━━━ DATA SHOWN

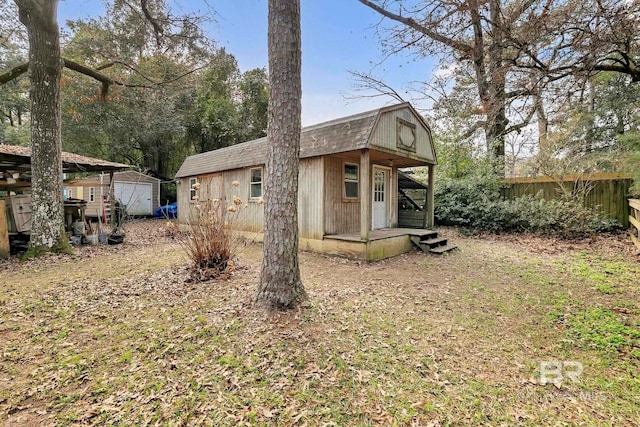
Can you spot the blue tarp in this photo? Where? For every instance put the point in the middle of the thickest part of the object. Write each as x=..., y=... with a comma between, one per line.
x=167, y=211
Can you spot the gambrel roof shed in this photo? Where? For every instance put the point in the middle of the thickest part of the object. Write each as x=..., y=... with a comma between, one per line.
x=347, y=134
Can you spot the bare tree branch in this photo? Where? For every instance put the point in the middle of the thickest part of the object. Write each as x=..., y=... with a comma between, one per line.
x=412, y=23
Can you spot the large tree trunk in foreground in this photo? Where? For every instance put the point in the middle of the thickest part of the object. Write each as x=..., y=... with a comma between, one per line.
x=280, y=285
x=45, y=66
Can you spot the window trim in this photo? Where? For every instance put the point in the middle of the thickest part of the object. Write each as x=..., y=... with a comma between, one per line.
x=402, y=123
x=193, y=193
x=345, y=180
x=252, y=183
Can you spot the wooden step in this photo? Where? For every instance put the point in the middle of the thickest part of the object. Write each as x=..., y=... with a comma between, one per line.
x=424, y=234
x=439, y=250
x=435, y=241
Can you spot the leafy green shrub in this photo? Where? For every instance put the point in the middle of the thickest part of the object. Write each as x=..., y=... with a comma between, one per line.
x=477, y=205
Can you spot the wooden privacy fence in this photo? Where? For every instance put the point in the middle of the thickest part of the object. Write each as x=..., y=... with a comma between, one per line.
x=605, y=192
x=634, y=219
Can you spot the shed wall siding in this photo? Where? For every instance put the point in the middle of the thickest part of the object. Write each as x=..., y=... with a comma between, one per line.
x=251, y=217
x=384, y=135
x=340, y=216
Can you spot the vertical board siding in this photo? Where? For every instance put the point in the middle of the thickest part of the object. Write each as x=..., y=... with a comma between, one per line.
x=250, y=215
x=384, y=135
x=607, y=196
x=340, y=216
x=310, y=198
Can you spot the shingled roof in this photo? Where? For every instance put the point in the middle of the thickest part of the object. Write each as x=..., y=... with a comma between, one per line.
x=18, y=158
x=335, y=136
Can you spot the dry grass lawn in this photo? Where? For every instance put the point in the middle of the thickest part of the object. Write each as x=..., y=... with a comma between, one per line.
x=117, y=336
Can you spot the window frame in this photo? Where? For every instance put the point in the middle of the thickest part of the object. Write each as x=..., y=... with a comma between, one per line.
x=346, y=180
x=193, y=193
x=253, y=183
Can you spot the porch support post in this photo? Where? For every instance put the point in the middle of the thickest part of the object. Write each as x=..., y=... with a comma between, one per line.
x=365, y=194
x=429, y=209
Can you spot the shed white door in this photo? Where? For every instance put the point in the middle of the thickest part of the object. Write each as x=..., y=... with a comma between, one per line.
x=136, y=196
x=380, y=203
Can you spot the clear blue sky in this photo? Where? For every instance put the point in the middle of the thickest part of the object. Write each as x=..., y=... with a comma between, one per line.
x=337, y=37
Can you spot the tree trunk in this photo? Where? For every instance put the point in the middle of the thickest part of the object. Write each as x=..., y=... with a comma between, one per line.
x=280, y=285
x=497, y=119
x=45, y=66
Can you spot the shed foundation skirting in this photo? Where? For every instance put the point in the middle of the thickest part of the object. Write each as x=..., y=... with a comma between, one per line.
x=382, y=244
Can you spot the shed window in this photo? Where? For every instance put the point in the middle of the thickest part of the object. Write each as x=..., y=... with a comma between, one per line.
x=351, y=180
x=193, y=189
x=255, y=185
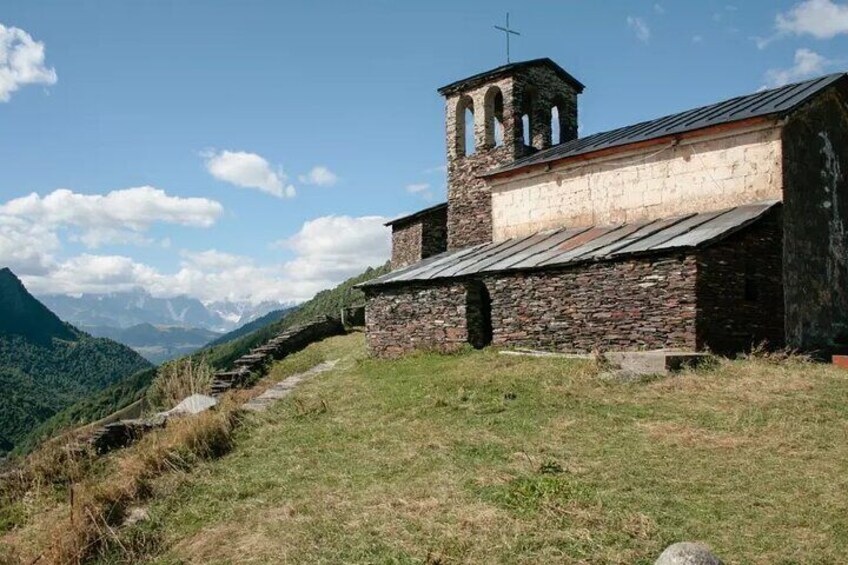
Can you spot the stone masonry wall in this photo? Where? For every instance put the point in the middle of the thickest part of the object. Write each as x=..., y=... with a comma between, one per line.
x=695, y=176
x=416, y=317
x=816, y=224
x=423, y=236
x=740, y=289
x=434, y=233
x=469, y=198
x=406, y=244
x=636, y=304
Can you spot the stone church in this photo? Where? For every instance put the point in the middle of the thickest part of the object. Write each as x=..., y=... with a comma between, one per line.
x=717, y=228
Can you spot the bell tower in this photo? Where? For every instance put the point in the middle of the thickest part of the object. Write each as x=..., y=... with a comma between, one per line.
x=493, y=119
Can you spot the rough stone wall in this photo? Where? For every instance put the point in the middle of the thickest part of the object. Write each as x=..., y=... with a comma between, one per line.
x=695, y=176
x=434, y=233
x=815, y=164
x=419, y=238
x=469, y=198
x=635, y=304
x=740, y=289
x=406, y=244
x=431, y=316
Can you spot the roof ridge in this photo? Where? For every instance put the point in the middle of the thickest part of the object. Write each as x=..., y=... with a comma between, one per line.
x=763, y=103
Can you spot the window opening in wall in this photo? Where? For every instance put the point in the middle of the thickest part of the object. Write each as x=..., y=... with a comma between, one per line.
x=751, y=289
x=478, y=312
x=525, y=129
x=555, y=133
x=469, y=130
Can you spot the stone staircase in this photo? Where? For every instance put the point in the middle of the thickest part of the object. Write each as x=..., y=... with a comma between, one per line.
x=246, y=370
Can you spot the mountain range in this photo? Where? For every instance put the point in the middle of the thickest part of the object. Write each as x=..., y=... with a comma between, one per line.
x=47, y=364
x=127, y=309
x=158, y=344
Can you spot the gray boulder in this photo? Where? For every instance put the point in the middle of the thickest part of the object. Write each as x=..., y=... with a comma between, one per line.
x=687, y=553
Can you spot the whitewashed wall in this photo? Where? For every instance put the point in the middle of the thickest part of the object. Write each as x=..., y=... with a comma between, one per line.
x=698, y=174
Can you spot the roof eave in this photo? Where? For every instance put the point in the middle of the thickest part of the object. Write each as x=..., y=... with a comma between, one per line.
x=608, y=151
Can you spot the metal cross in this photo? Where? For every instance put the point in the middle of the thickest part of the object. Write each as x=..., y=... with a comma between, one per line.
x=507, y=32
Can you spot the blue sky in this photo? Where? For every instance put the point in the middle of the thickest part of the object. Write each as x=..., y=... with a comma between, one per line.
x=221, y=110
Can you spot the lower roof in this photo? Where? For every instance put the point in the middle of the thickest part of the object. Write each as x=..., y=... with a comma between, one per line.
x=569, y=246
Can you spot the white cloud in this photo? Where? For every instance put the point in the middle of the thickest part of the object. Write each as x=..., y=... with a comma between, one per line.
x=640, y=28
x=327, y=251
x=333, y=248
x=422, y=189
x=807, y=63
x=117, y=217
x=823, y=19
x=319, y=176
x=21, y=62
x=417, y=188
x=248, y=170
x=26, y=247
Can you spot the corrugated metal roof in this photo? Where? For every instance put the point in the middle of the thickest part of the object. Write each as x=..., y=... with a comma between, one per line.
x=503, y=70
x=777, y=101
x=571, y=246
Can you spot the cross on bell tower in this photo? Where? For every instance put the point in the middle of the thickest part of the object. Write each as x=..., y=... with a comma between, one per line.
x=507, y=32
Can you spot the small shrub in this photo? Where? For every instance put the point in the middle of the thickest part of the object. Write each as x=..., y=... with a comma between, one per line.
x=178, y=380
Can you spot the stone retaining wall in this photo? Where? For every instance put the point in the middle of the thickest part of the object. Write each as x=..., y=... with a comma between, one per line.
x=246, y=369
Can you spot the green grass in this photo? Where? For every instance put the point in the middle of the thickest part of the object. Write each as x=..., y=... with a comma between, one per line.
x=485, y=458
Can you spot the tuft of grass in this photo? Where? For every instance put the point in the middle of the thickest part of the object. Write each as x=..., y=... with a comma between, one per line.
x=178, y=380
x=485, y=458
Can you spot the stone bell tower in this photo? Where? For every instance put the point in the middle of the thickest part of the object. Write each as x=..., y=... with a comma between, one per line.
x=493, y=119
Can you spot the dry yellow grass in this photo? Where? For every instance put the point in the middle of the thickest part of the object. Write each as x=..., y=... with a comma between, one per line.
x=484, y=458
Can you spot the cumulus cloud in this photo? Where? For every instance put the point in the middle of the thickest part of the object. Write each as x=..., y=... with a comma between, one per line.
x=248, y=170
x=823, y=19
x=640, y=28
x=117, y=217
x=21, y=62
x=327, y=251
x=26, y=247
x=807, y=63
x=333, y=248
x=319, y=176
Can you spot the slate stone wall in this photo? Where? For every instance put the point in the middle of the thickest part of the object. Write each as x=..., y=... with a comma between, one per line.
x=740, y=289
x=725, y=297
x=815, y=196
x=431, y=316
x=636, y=304
x=420, y=237
x=533, y=91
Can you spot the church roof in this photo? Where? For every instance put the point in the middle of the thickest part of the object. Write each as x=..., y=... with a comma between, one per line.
x=510, y=68
x=774, y=102
x=418, y=214
x=570, y=246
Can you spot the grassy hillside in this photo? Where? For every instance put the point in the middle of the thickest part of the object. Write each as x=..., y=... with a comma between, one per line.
x=325, y=303
x=100, y=404
x=485, y=458
x=46, y=365
x=90, y=409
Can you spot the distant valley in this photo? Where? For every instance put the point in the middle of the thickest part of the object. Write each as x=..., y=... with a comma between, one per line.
x=159, y=329
x=127, y=309
x=47, y=364
x=157, y=344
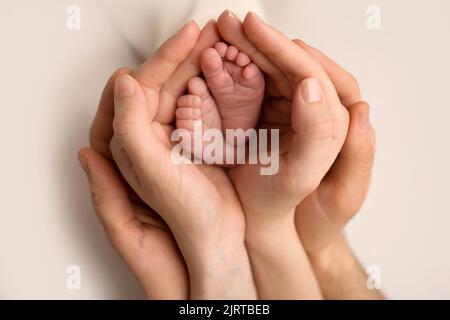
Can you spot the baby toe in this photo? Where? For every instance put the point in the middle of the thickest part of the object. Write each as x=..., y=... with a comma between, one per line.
x=189, y=101
x=232, y=53
x=242, y=59
x=221, y=48
x=211, y=62
x=197, y=86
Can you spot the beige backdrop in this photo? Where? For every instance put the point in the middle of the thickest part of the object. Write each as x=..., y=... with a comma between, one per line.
x=51, y=80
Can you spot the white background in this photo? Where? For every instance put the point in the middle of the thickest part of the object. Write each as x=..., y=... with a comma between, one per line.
x=51, y=79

━━━━━━

WORK INSTRUCTIONS
Copy the lines from the line with "Can you spot the metal" to the line with "x=569, y=246", requests included, and scale each x and y coordinate in the answers by 1.1. Round the scaled coordinates to whole numbers, rounding halves up.

EXERCISE RESULT
Can you spot the metal cross in this photo? Where? For every instance put the point in the middle of the thickest part of the object. Write each as x=..., y=... with a comma between, one per line.
x=558, y=35
Can you spot the blue sky in this photo? Where? For every instance put the point in the middle of the thickest part of the object. Write each as x=..., y=... with a comma between, one per line.
x=243, y=121
Can you spot the lower roof in this photo? Where? For every instance put the point in the middle of the thickest part of the object. Write each as x=..., y=... with a comma between, one per line.
x=626, y=271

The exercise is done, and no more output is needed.